◆ **Point labeling dataset excerpts**:

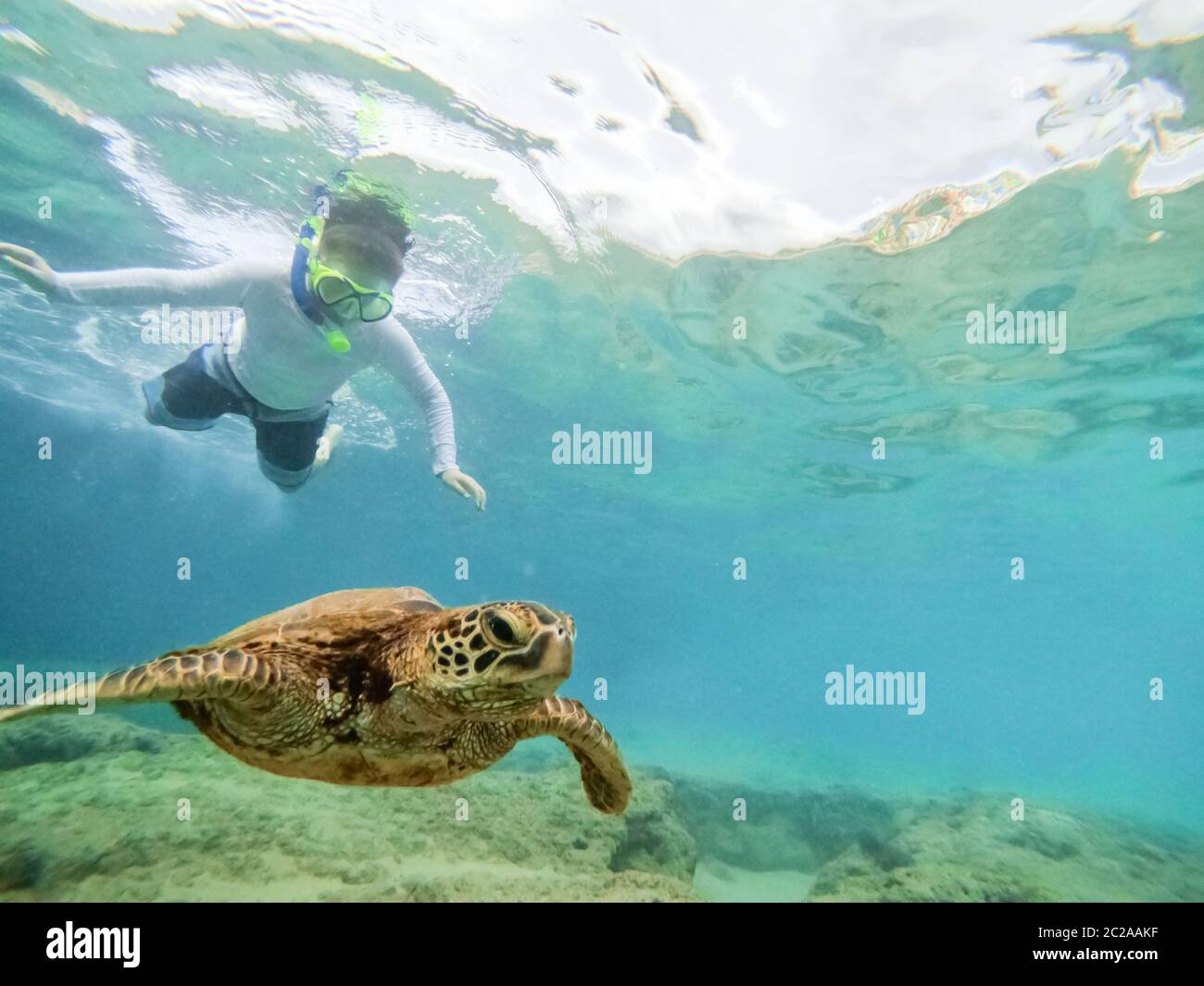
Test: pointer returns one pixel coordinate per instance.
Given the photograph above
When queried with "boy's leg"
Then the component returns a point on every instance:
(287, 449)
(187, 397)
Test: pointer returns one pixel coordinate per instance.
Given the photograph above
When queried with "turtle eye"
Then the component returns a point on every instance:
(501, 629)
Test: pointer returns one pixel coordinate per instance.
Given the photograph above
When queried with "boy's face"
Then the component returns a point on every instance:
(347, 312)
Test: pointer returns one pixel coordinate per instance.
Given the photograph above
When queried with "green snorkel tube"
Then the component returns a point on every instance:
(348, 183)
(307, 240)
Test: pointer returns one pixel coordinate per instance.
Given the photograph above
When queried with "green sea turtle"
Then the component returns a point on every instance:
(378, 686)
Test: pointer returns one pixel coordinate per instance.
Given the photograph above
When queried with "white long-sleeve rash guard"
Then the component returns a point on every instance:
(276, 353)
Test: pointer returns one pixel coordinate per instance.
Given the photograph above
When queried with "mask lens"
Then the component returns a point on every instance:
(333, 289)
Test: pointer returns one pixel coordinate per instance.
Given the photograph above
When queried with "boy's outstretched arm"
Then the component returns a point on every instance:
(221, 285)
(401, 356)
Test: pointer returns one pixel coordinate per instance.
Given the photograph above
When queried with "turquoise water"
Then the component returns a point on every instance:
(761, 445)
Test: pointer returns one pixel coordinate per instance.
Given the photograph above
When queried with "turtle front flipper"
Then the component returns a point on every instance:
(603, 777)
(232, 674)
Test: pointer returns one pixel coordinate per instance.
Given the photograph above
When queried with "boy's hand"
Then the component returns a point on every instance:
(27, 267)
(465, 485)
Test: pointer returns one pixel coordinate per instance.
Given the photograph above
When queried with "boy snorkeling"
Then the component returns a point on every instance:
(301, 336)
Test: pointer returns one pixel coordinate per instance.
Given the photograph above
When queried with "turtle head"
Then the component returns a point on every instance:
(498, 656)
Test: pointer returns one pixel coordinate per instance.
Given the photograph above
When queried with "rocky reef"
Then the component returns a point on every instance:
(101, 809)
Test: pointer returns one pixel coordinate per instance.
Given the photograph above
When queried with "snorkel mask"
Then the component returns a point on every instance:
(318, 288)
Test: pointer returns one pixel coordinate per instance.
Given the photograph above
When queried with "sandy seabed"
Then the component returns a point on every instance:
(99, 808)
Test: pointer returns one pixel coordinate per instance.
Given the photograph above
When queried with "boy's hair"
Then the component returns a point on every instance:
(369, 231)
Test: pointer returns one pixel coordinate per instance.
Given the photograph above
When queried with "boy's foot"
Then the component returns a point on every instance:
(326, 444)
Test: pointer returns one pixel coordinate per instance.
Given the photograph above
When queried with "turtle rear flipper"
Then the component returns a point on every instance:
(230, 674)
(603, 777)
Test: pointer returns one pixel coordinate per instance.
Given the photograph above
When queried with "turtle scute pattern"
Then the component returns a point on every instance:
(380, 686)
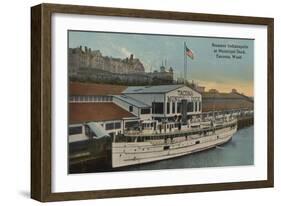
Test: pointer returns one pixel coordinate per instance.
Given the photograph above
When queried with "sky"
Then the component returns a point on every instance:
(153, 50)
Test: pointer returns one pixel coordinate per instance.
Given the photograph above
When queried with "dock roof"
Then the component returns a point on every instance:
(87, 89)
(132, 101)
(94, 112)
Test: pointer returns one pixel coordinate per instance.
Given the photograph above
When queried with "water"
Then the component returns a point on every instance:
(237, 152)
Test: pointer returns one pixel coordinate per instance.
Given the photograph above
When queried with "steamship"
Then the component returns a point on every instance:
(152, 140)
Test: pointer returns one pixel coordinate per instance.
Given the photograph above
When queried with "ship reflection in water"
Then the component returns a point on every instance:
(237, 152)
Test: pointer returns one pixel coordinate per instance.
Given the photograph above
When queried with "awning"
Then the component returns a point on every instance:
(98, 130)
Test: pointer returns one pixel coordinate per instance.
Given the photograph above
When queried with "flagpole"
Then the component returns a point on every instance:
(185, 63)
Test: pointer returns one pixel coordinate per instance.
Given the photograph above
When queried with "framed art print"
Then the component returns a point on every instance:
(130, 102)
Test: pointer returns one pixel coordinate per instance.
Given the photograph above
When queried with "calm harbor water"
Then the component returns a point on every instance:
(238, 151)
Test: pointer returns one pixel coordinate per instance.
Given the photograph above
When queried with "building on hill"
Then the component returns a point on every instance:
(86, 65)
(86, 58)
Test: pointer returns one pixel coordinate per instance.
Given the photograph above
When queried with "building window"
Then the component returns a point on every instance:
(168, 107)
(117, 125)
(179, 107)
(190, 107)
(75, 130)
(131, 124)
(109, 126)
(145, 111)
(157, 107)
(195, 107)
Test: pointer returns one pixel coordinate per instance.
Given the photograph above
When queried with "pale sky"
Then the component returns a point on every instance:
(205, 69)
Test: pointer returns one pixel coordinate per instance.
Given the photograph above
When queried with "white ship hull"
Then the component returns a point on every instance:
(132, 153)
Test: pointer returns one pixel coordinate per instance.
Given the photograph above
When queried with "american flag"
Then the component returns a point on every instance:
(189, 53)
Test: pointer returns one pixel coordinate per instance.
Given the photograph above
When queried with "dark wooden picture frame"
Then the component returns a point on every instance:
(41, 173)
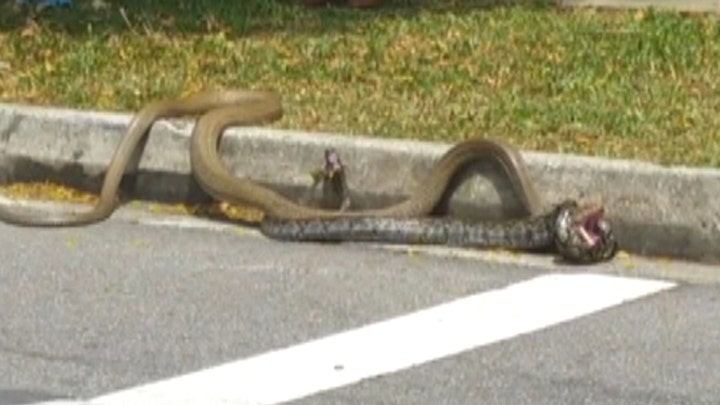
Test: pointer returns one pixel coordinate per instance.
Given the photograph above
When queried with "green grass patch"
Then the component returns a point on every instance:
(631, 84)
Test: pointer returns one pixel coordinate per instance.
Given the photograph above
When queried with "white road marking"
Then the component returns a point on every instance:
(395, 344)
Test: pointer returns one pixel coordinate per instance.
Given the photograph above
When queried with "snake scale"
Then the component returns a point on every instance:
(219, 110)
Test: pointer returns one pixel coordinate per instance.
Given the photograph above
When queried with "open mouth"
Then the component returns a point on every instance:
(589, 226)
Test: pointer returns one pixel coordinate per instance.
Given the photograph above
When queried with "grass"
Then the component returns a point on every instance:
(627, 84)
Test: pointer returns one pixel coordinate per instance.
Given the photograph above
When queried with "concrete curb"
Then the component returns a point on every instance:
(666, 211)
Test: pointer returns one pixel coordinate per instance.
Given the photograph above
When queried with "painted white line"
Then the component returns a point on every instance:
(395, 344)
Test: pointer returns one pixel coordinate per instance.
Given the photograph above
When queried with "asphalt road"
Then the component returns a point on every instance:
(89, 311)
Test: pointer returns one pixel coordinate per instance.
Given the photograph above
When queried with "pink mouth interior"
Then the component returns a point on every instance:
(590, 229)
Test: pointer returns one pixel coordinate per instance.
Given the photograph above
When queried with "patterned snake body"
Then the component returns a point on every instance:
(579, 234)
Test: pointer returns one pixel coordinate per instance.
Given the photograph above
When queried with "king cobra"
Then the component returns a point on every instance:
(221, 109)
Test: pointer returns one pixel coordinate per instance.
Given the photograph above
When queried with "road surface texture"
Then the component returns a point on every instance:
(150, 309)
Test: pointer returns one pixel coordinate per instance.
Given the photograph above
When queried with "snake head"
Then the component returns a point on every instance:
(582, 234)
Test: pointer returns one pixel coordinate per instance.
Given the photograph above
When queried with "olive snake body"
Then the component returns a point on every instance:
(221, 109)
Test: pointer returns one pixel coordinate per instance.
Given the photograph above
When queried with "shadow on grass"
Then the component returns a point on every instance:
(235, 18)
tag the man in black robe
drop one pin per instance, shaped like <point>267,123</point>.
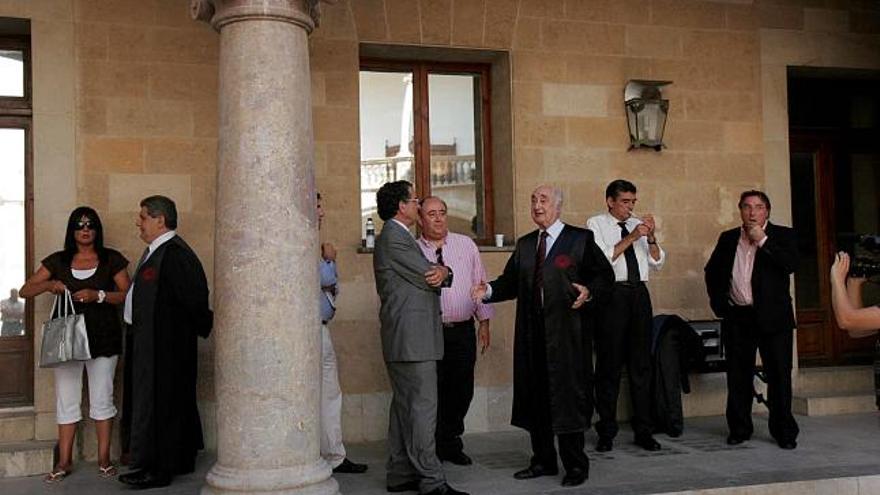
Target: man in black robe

...

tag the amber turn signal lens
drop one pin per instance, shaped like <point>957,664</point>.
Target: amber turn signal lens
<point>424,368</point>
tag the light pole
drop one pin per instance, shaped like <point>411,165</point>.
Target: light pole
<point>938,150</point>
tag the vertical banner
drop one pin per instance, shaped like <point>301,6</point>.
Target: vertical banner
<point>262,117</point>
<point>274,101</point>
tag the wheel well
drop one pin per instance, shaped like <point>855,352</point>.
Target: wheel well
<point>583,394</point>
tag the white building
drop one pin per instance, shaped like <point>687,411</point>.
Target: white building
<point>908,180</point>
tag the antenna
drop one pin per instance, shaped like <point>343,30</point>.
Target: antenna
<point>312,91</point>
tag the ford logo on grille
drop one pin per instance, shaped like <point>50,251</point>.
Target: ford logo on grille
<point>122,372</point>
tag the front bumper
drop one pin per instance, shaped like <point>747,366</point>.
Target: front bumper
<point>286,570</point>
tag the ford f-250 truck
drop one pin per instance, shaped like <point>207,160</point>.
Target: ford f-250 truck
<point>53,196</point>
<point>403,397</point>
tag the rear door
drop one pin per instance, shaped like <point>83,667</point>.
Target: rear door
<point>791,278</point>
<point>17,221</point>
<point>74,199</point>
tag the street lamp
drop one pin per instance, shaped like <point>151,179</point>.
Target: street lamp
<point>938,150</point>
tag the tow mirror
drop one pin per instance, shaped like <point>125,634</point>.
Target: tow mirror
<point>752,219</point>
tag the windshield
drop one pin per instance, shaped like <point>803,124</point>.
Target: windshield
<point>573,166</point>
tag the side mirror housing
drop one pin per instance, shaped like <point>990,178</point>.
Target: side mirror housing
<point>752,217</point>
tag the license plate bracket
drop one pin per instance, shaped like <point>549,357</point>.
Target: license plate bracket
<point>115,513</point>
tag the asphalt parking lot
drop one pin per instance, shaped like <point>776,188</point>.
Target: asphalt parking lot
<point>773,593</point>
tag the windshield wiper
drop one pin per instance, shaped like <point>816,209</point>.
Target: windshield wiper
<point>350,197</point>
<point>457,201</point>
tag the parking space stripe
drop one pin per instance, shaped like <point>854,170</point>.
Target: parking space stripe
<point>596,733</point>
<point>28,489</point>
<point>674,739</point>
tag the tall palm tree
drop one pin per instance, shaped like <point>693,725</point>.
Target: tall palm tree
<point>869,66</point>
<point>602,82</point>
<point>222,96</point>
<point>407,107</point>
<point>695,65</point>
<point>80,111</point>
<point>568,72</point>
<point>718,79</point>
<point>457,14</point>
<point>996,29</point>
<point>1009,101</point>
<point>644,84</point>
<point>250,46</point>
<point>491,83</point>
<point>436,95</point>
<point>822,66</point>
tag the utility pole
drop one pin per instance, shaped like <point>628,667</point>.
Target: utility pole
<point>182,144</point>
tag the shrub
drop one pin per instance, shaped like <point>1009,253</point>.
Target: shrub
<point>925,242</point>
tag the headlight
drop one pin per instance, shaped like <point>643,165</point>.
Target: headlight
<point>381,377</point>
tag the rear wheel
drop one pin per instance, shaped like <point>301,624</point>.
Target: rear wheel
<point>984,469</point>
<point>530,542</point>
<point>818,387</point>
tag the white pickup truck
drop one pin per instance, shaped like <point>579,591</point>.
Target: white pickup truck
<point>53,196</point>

* * *

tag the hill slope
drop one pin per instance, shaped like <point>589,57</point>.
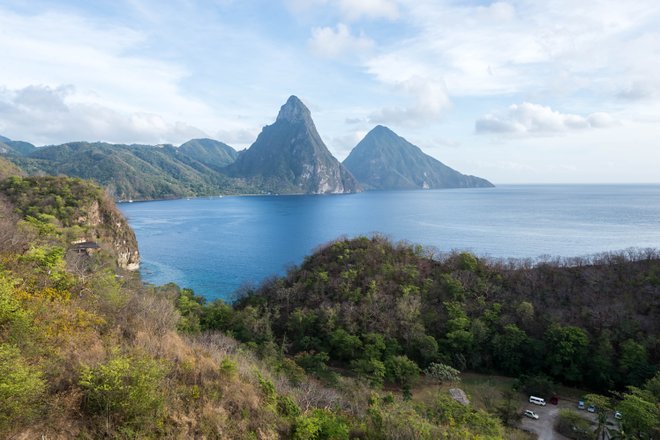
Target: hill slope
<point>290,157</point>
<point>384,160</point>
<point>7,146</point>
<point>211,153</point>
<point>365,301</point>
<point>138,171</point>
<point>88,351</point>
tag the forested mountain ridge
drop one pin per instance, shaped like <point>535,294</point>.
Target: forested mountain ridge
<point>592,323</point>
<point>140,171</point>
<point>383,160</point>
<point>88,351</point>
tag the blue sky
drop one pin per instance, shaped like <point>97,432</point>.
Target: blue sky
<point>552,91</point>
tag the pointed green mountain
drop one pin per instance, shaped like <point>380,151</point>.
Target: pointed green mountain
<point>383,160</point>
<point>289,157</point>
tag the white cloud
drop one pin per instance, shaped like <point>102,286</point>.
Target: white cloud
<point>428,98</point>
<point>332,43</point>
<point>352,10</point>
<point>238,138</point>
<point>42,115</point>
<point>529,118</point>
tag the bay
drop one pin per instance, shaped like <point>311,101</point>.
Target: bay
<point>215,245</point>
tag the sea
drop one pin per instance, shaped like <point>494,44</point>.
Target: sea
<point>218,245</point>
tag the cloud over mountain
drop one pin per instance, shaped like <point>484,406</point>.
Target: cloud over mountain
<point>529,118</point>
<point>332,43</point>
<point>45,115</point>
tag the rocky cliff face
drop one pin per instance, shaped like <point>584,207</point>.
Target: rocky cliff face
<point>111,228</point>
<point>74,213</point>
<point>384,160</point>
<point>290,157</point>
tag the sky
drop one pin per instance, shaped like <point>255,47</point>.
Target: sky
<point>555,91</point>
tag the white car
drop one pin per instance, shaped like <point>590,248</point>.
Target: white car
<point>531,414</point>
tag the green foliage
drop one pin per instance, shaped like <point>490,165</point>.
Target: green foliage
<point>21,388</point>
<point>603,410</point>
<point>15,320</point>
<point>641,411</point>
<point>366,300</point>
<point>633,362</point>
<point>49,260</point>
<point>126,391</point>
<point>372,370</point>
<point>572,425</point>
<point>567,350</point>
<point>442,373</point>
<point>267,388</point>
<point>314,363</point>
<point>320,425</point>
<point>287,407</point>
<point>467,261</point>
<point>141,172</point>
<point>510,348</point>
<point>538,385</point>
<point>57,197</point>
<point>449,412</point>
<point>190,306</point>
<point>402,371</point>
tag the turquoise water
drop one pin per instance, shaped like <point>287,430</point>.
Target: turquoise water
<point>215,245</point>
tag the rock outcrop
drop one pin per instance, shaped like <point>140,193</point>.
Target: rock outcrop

◆ **REQUIREMENTS**:
Format as a numbered list the lines starting with the line that contains "tag the wheel well" and going on through the line that contains "<point>674,739</point>", both included. Leave out any blank lines.

◆ **SOLUTION FOR THIS TASK**:
1. tag the wheel well
2. drop one pin per instance, shaped like <point>855,352</point>.
3. Target: wheel well
4. <point>583,394</point>
5. tag the white building
6. drop one pin per instance, shaped like <point>687,411</point>.
7. Target: white building
8. <point>908,180</point>
9. tag the antenna
10. drop one pin per instance, shaped like <point>343,30</point>.
11. Target: antenna
12. <point>312,91</point>
13. tag the ford logo on grille
14. drop one pin per instance, shaped like <point>50,251</point>.
15. Target: ford logo on grille
16. <point>122,372</point>
17. tag the front bumper
18. drop one pin per instance, shaped like <point>747,366</point>.
19. Target: front bumper
20. <point>286,570</point>
21. tag the ford f-250 truck
22. drop one pin per instance, shaped like <point>207,160</point>.
23. Target: ford f-250 truck
24. <point>53,196</point>
25. <point>403,397</point>
26. tag the rear door
27. drop one pin per instance, shaped like <point>83,667</point>.
28. Target: rear door
29. <point>791,278</point>
30. <point>17,221</point>
31. <point>74,199</point>
32. tag the street lamp
33. drop one pin per instance, shaped like <point>151,179</point>.
34. Target: street lamp
35. <point>938,150</point>
36. tag the tow mirror
37. drop one pin per instance, shaped like <point>125,634</point>.
38. Target: tow mirror
39. <point>752,219</point>
40. tag the windshield
41. drop one pin per instance, shaped like <point>803,124</point>.
42. Target: windshield
43. <point>573,166</point>
44. tag the side mirror housing
45. drop one pin per instance, shaped like <point>990,178</point>.
46. Target: side mirror housing
47. <point>752,217</point>
48. tag the license plate bracket
49. drop one pin per instance, shaped like <point>549,357</point>.
50. Target: license plate bracket
51. <point>115,513</point>
52. tag the asphalt parking lot
53. drop one pin per instance, shaped like <point>776,188</point>.
54. Target: asphalt parking lot
55. <point>773,593</point>
56. tag the windshield wiper
57. drop one pin per instance, shaped like <point>816,209</point>.
58. Target: windshield wiper
59. <point>350,197</point>
60. <point>457,201</point>
61. tag the parking space stripe
62. drop one pin per instance, shaped like <point>854,170</point>.
63. Target: parking space stripe
64. <point>596,733</point>
65. <point>28,489</point>
66. <point>674,739</point>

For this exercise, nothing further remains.